3. Sebagian ahli haqigah tidak merasa terikat dengan syi'ar-syi'ar agama yang ritual-formalistis. Mereka berkata, kalau seseorang sudah mencapai derajat wali, dia sudah bebas dari ikatan-ikatan formal. Padahal, para pendahulu mereka sangat disiplin dalam pengalaman syari'ah.
4. Ahli haqiqah mengklaim, siapa yang telah sampai perjalanan rohaniahnya kepada Allah dan sudah terlebur dirinya dalam diri Allah, maka dia akan mampu menaklukkan alam dan melakukan hal-hal yang luar biasa (keramat).
Jurang pemisah yang makin hari makin melebar antara ahli syari'ah dan ahli haqiqah makin menjadi-jadi pada sekitar akhir abad kelima Hijriyah, dan Imam Ghazali berupaya memulihkannya. Dalam kaitan inilah beliau tampil dengan karya besarnya Ihya 'Ulum Al-Din. Dalam buku ini beliau mempertemukan teori-teori syari'ah dengan teori-teori haqiqah. Ternyata upaya al-Ghazali ini sangat membantu dalam merukunkan kembali antara para ahli syari'ah dengan ahli haqiqah.

Isi Dataset:
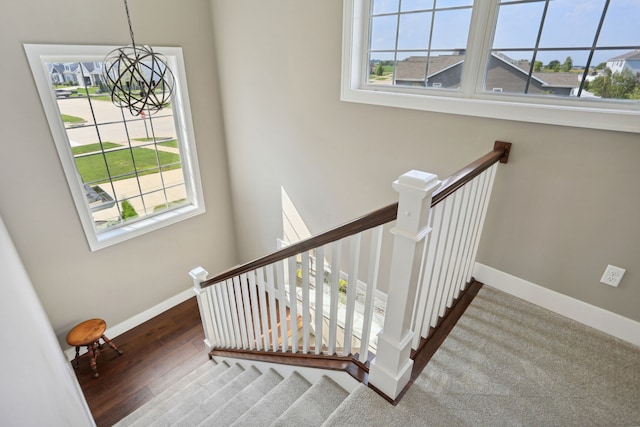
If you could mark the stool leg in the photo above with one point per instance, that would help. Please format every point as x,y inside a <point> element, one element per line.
<point>92,355</point>
<point>77,356</point>
<point>112,345</point>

Daftar Tugas:
• a. Sebutkan semua tindakan Imam Ghazali yang dinyatakan dalam kutipan teks tentang ahli syari'ah dan ahli haqiqah.
• b. Lanjutkan kutipan teks tentang ahli syari'ah dan ahli haqiqah, dimulai sesudah kalimat terakhirnya.

Jawaban Tertulis:
• a.
1. Beliau berupaya memulihkan jurang pemisah antara ahli syari'ah dan ahli haqiqah.
2. Beliau tampil dengan karya besarnya, Ihya 'Ulum Al-Din.
3. Dalam buku itu, beliau mempertemukan teori-teori syari'ah dengan teori-teori haqiqah.

• b.
Di Indonesia kita lebih banyak mengenal ajaran tasawuf lewat lembaga keagamaan non-formal yang namanya "tarekat" asal kata thariqah. Di Jawa Timur misalnya, kita jumpai Tarekat Qadiriyah yang cukup dikenal, disamping Tarekat Naqsyabandiyah, Syadziliyah, Tijaniyah dan Sanusiyah. Dalam satu dasawarsa terakhir ini, kita melihat adanya langkah lebih maju dalam perkembangan tarekat-tarekat tersebut dengan adanya koordinasi antara berbagai macam tarekat itu lewat ikatan yang dikenal dengan nama Jam'iyah Ahl al-Thariqah al-Mu'tabarah. Pada tahun lima puluhan, pemerintah Mesir menempatkan pembinaan dan koordinasi tarekat-terekat tersebut di bawah Departemen Bimbingan Nasional (Wizarah al-Irsyad al-Qaumi). Pertimbangannya ialah, bagaimanapun keberadaan penganut-penganut tarekat itu merupakan bagian dari potensi bangsa/umat, yang berhak mendapatkan perlindungan dalam rangka tertib kemasyarakatan suatu negara.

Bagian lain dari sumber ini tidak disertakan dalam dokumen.